• Task instructions: Write the data out again in full, with no departure from the original.
— start Entries supplied —
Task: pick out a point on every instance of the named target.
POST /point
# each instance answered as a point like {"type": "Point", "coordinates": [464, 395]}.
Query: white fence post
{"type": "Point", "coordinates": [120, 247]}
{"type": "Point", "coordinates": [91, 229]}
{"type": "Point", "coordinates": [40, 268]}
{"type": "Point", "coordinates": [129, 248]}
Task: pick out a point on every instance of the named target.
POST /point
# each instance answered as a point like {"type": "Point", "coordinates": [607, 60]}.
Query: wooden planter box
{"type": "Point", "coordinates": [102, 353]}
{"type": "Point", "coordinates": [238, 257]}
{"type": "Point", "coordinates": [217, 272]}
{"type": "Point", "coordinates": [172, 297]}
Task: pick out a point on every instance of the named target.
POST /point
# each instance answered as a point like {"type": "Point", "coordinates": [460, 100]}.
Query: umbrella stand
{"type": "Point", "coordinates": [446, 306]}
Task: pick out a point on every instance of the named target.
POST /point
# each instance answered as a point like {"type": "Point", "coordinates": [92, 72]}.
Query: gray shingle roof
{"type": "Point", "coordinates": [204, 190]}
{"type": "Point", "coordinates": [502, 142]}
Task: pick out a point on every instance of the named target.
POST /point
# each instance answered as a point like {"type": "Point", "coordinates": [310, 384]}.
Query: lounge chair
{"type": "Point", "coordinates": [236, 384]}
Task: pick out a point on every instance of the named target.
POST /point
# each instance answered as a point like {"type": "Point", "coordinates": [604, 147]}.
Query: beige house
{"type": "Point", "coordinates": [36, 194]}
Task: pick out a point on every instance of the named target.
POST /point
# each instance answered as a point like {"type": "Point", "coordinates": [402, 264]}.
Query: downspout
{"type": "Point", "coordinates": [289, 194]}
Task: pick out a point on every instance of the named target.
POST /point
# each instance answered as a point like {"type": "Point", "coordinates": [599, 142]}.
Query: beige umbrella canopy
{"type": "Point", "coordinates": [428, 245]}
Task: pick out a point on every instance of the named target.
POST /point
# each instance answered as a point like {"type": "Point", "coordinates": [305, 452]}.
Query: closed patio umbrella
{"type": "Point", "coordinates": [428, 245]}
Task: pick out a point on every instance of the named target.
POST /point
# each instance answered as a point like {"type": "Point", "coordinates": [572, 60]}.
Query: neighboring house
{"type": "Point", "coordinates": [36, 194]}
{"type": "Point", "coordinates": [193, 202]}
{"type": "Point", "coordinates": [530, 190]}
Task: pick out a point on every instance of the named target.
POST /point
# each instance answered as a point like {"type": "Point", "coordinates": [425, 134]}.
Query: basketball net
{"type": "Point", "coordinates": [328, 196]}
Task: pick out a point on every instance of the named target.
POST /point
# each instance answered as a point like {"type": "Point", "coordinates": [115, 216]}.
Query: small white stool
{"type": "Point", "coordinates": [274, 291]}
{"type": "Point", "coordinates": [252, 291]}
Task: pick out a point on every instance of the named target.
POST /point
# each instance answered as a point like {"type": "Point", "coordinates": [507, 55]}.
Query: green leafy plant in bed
— end Entries supplied —
• Task result:
Task: pick out a point on every instance of the named target.
POST /point
# each instance answered as a point like {"type": "Point", "coordinates": [464, 395]}.
Query: white fence post
{"type": "Point", "coordinates": [120, 247]}
{"type": "Point", "coordinates": [91, 229]}
{"type": "Point", "coordinates": [40, 268]}
{"type": "Point", "coordinates": [129, 248]}
Task: pick out a point on every instance of the named target.
POST /point
# each instance answered as a point like {"type": "Point", "coordinates": [607, 60]}.
Query: wooden planter box
{"type": "Point", "coordinates": [102, 353]}
{"type": "Point", "coordinates": [238, 257]}
{"type": "Point", "coordinates": [217, 272]}
{"type": "Point", "coordinates": [172, 297]}
Task: pick out a point on every instance of the named target.
POST /point
# each instance answered as a point like {"type": "Point", "coordinates": [460, 100]}.
Query: umbrella stand
{"type": "Point", "coordinates": [446, 306]}
Task: pick out a point on every instance of the named target.
POST /point
# each instance answered as a point like {"type": "Point", "coordinates": [92, 72]}.
Query: gray shingle roof
{"type": "Point", "coordinates": [204, 190]}
{"type": "Point", "coordinates": [502, 142]}
Task: pick out a point on every instance of the named target.
POST /point
# each instance answered as a point like {"type": "Point", "coordinates": [310, 384]}.
Query: lounge chair
{"type": "Point", "coordinates": [236, 384]}
Task: pick out a point on every instance of the named target.
POST /point
# each instance answered as a point like {"type": "Point", "coordinates": [604, 147]}.
Query: beige house
{"type": "Point", "coordinates": [36, 194]}
Task: pick out a point on every instance of the named target.
POST /point
# each instance answered as a point like {"type": "Point", "coordinates": [402, 264]}.
Query: downspout
{"type": "Point", "coordinates": [289, 194]}
Task: pick out a point on every instance of the named target.
POST /point
# each instance answered as a point like {"type": "Point", "coordinates": [599, 142]}.
Query: beige umbrella canopy
{"type": "Point", "coordinates": [428, 245]}
Task: pick out a point on every instance of the named target.
POST /point
# each instance answered as a point like {"type": "Point", "coordinates": [305, 452]}.
Query: closed patio umbrella
{"type": "Point", "coordinates": [428, 245]}
Task: pick out a point on every instance of the named target.
POST /point
# each instance answered as a point like {"type": "Point", "coordinates": [572, 60]}.
Query: neighboring house
{"type": "Point", "coordinates": [36, 194]}
{"type": "Point", "coordinates": [193, 202]}
{"type": "Point", "coordinates": [530, 190]}
Task: pick out a point on every instance of the named target.
POST /point
# each instance answered as a point like {"type": "Point", "coordinates": [425, 134]}.
Query: basketball net
{"type": "Point", "coordinates": [328, 196]}
Task: pick out a point on every instance of the named target.
POST /point
# each instance answered as a point like {"type": "Point", "coordinates": [115, 216]}.
Query: small white stool
{"type": "Point", "coordinates": [274, 291]}
{"type": "Point", "coordinates": [252, 291]}
Task: pick out a point on every instance of the named target.
POST /point
# each instance answered as a point like {"type": "Point", "coordinates": [507, 55]}.
Query: green leafy plant in bed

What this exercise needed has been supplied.